- **PROBLEM STATEMENT**
Below are records to give again exactly; omit each image they contain.

-.-.-

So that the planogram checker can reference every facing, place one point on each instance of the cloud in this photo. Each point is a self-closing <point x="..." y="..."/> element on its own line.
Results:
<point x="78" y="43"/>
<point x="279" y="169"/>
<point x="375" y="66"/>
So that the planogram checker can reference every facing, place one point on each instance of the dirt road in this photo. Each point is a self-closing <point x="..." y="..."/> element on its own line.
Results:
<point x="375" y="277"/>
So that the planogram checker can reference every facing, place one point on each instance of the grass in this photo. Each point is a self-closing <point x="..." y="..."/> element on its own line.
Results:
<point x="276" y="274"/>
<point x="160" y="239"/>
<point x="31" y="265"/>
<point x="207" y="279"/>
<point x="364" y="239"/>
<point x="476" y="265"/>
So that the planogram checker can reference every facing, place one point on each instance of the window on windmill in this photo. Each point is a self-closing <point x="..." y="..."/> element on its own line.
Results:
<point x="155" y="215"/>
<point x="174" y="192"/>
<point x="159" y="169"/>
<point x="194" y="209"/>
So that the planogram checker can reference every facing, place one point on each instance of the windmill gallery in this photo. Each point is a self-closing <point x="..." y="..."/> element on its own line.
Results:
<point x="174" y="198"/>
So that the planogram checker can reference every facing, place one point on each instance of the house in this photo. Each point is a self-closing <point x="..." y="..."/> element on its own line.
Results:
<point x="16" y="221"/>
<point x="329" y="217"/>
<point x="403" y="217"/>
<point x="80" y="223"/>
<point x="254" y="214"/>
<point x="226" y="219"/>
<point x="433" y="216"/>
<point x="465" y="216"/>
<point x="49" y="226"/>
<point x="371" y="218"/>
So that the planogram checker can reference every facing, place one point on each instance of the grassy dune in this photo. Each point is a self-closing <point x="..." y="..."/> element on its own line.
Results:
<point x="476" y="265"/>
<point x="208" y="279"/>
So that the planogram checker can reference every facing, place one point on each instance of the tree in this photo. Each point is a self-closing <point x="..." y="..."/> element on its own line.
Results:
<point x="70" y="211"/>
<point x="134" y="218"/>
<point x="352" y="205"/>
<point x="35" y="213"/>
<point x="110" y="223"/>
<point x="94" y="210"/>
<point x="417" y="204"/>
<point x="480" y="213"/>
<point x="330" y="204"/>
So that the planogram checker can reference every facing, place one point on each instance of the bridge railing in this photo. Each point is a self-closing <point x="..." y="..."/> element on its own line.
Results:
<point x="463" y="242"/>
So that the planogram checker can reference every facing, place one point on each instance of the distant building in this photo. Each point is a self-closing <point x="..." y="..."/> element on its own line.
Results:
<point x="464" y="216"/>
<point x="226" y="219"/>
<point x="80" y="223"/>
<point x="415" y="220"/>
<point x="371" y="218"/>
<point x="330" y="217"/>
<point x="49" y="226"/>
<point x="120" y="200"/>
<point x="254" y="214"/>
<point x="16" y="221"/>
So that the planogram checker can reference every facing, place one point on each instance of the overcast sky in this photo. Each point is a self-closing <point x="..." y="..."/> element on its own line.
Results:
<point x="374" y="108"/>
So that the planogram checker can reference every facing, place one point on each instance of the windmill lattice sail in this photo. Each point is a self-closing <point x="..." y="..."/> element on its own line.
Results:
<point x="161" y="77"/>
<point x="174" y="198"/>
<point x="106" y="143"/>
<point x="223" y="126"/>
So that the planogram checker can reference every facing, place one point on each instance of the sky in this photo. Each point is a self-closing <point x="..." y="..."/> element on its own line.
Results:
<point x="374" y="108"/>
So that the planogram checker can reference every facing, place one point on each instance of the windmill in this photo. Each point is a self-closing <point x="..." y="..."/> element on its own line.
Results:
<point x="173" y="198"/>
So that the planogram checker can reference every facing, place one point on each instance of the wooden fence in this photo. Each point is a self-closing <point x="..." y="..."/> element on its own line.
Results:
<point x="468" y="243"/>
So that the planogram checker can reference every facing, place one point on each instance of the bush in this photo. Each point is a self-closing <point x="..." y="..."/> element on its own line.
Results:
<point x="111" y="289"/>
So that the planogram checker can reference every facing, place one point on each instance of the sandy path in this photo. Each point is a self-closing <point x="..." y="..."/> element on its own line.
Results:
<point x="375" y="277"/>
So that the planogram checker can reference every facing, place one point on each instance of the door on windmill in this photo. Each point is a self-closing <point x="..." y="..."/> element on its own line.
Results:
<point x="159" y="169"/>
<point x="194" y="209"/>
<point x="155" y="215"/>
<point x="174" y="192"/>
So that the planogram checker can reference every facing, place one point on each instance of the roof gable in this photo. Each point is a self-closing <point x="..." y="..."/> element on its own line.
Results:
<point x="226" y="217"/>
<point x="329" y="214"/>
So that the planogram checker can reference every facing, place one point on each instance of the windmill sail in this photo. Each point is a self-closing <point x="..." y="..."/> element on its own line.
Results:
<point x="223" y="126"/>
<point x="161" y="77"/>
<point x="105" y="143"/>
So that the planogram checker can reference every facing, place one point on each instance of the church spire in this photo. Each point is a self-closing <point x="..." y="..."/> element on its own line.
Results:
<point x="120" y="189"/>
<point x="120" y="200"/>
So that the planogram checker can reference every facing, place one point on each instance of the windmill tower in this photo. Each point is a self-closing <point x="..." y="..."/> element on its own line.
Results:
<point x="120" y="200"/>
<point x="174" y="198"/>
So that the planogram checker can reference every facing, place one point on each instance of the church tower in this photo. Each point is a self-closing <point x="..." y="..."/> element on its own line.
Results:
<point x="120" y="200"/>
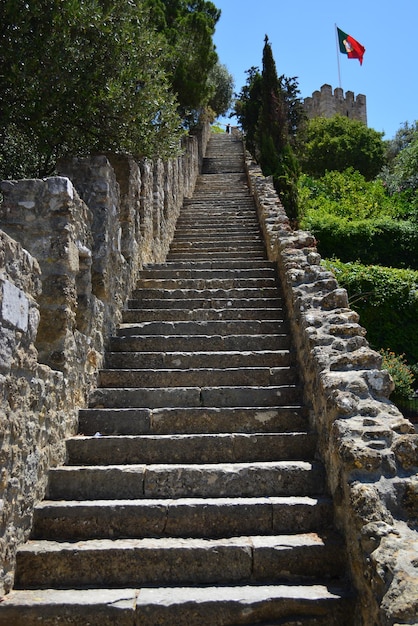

-.-.-

- **ANSWER**
So that the planogram checker can reference every facing, place one point on each instance of the cloud in this photo. Each point is a self-closing <point x="..." y="..."/> element on its own line.
Results:
<point x="78" y="43"/>
<point x="279" y="169"/>
<point x="375" y="66"/>
So that the planogram checker can reference every facing, place one point on each instance of the dirt road in this photo. Each point is a self-closing <point x="..." y="..."/> element on its own line.
Results:
<point x="375" y="277"/>
So that the planogram checker can reference every facing, place one point on each instance of the grass in this photo. Each point is a self-closing <point x="..." y="..."/> element on its own line.
Results:
<point x="276" y="274"/>
<point x="160" y="239"/>
<point x="31" y="265"/>
<point x="207" y="279"/>
<point x="364" y="239"/>
<point x="476" y="265"/>
So that the planogram checker can reference every facing, place one point on each instance of the window on windmill in this photo. Each point is a self-closing <point x="..." y="..."/> element on its own line.
Results:
<point x="155" y="215"/>
<point x="174" y="192"/>
<point x="159" y="169"/>
<point x="194" y="209"/>
So that the planogram checker can reference every facing, place one point on each instance of the windmill gallery in this photo. Each point is a self-closing <point x="..." y="..."/> element on its own line.
Results:
<point x="174" y="198"/>
So that the planogram checker can reference every facing, place one point on each instance of the house in this photo. Each point is a self-closing <point x="..." y="..."/> element on its own line.
Results:
<point x="16" y="221"/>
<point x="329" y="217"/>
<point x="403" y="217"/>
<point x="80" y="223"/>
<point x="254" y="214"/>
<point x="226" y="219"/>
<point x="433" y="216"/>
<point x="465" y="216"/>
<point x="49" y="226"/>
<point x="371" y="218"/>
So that the planogram checker can reference every facing, place one point on each instance of the grassy dune in this photo. Each point is a self-closing <point x="..." y="..."/> element on its own line.
Results:
<point x="476" y="265"/>
<point x="208" y="279"/>
So that the planogram checker can reference every facing, place one point on each instance of the tree in this photo. Each point is a self-closing <point x="..." y="..."/> element on its own line.
Results:
<point x="70" y="211"/>
<point x="134" y="218"/>
<point x="352" y="205"/>
<point x="35" y="213"/>
<point x="110" y="223"/>
<point x="94" y="210"/>
<point x="417" y="204"/>
<point x="480" y="213"/>
<point x="330" y="204"/>
So that the planogram checker can reference every facing, place one point on each instance of the bridge railing in this photo. Each point is a self-closing <point x="..." y="..."/> element on its own line.
Results:
<point x="463" y="242"/>
So that the planogram checker can reference every facing, place one point on each instance of the distant building in this photo. Each point is a self-closing <point x="..." y="..."/> element on its own line.
Results:
<point x="464" y="216"/>
<point x="226" y="219"/>
<point x="80" y="223"/>
<point x="415" y="220"/>
<point x="371" y="218"/>
<point x="330" y="217"/>
<point x="49" y="226"/>
<point x="120" y="200"/>
<point x="254" y="214"/>
<point x="16" y="221"/>
So that the planogram checker can reference every facing, place one point on each instance of the overcast sky in this photo. Each point is a self-closing <point x="..." y="..."/> element on its own line.
Results:
<point x="374" y="108"/>
So that the planogram checker can reference every facing, place one point on each instance of the windmill lattice sail in this photo. Each point is a self-closing <point x="..." y="..."/> element on its own line.
Results:
<point x="161" y="77"/>
<point x="174" y="198"/>
<point x="106" y="143"/>
<point x="223" y="126"/>
So that the planogram checker can reference every facing, place one point on each instance of the sky in this photo. Each point is a self-closing <point x="..." y="..."/> element on its own line.
Results:
<point x="374" y="108"/>
So that the planogram checker can reference every facing, place one point on each instance of the windmill in this photo. Each point is a self-closing <point x="..." y="..."/> element on its own line.
Results:
<point x="173" y="198"/>
So that the planogram checker can reference every facing, place one point on each instance of the wooden fence in this photo. Each point is a self-closing <point x="..." y="..."/> element on its own line.
Results:
<point x="468" y="243"/>
So that the planogram checker can reference every facing, place one point on each instance of the bush in this photo. Each point is a self-closing <point x="..." y="..."/> element on its own line.
Results:
<point x="111" y="289"/>
So that the planogram checker can reference every facing, place one point on each instance of the sandy path in this photo. Each point is a self-closing <point x="..." y="..."/> element on its own line.
Results:
<point x="375" y="277"/>
So that the planogram checker can reference every facing, place one point on each instance of the door on windmill in this photo. Each point is a self-closing <point x="..." y="..."/> element on its own line.
Results:
<point x="159" y="169"/>
<point x="194" y="209"/>
<point x="155" y="215"/>
<point x="174" y="192"/>
So that the planogram checker can reference every facing, place one point on each instance of the roof gable in this photo. Each point is a self-closing <point x="..." y="..."/> element on its own line.
Results:
<point x="226" y="217"/>
<point x="329" y="214"/>
So that the planogram checker can reference every facing, place one point on each instance of the windmill sail in this photo. Each point is a self-closing <point x="..." y="..."/> element on its own line.
Results:
<point x="223" y="126"/>
<point x="161" y="77"/>
<point x="105" y="143"/>
So that the planogram checker can reference every facing, place one point on each instance of the church spire in this photo. Each point is a self-closing <point x="..." y="..."/> element on its own line.
Results:
<point x="120" y="189"/>
<point x="120" y="200"/>
So that the planogram checker can reference every facing, place one point on each instance of the windmill tower in this photo. Each point is a self-closing <point x="..." y="..."/> element on its own line.
Results:
<point x="120" y="200"/>
<point x="174" y="198"/>
So that the planogram checker can reference every facing, place one point on each instance of the church tower in this photo. Each point is a self-closing <point x="..." y="..."/> element on its own line.
Results:
<point x="120" y="200"/>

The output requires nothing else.